▸ Entries from a point annotation set:
################

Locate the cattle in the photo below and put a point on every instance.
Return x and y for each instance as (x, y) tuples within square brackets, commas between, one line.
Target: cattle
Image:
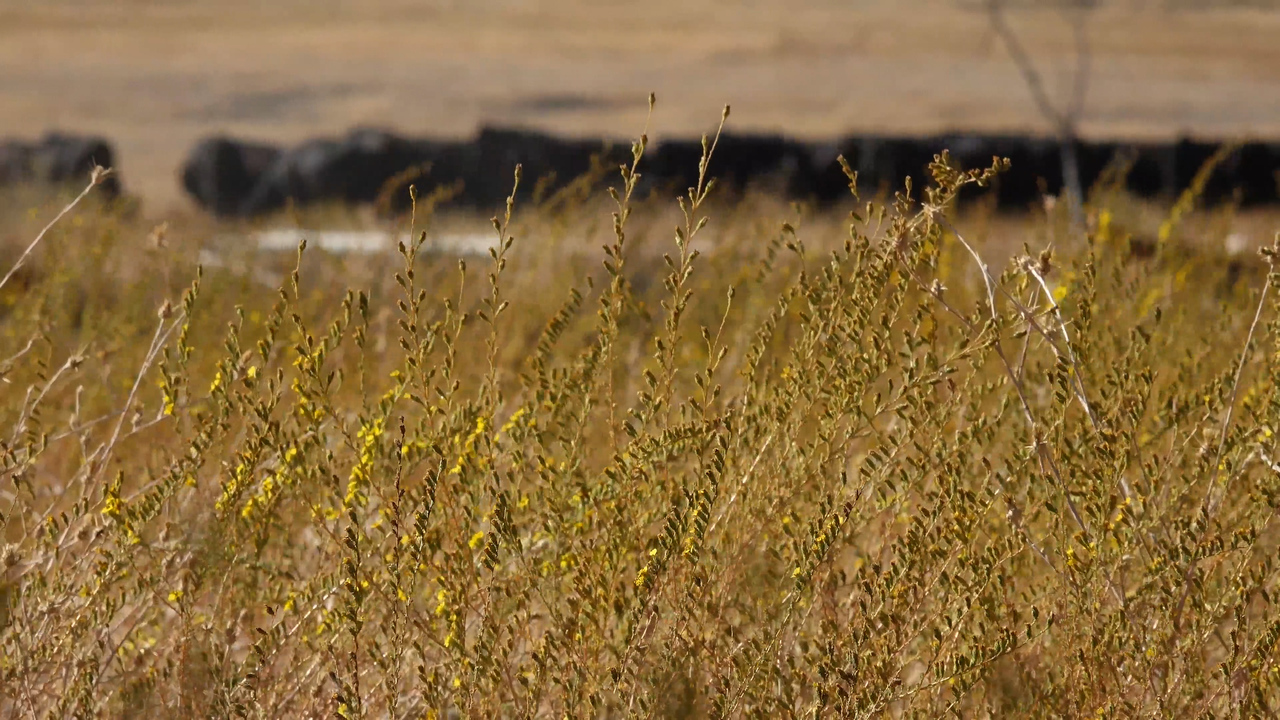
[(543, 158), (220, 173), (767, 162), (58, 159), (234, 178)]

################

▸ SET PROBLEM:
Express the rows above as a two-column CSV with the headers "prompt" and "points": one line per row, each field in double quotes, and line breaks inside a field replaced with spaces. Leave out the pictures.

▸ SOLVED EXERCISE:
prompt,points
"Locate the cattle in the photo below and put a point on every instance. Return x and y for each instance as (x, y) tuples within square brackets, commas between, one line. Target: cattle Image:","[(543, 158), (220, 173), (767, 162), (58, 159), (234, 178)]"